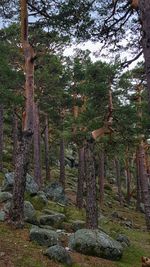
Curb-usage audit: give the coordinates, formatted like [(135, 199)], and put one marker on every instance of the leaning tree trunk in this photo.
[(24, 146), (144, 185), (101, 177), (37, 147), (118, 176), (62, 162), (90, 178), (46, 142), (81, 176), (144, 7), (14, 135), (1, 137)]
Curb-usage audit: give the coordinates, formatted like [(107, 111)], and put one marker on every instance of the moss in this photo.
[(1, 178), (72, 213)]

--

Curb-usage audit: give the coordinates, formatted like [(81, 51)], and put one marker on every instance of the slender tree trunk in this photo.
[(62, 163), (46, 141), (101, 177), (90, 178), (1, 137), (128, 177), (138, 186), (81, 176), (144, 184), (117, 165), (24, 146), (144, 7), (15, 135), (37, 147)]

* * *

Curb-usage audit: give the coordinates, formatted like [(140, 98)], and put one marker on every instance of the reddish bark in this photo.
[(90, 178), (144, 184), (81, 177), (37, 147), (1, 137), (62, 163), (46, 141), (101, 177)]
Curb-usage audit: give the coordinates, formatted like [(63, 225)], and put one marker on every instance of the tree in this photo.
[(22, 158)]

▸ **Task to complete**
Reproduce, character for character, the part of the material that opens with the line containing "tree in this photo." and closes with the line containing "[(22, 158)]", both lines included.

▸ **Response to the exercise**
Curb-usage audit: give the coordinates, formatted like [(63, 225)], and put one marker on every instance of the tree in this photo.
[(22, 158)]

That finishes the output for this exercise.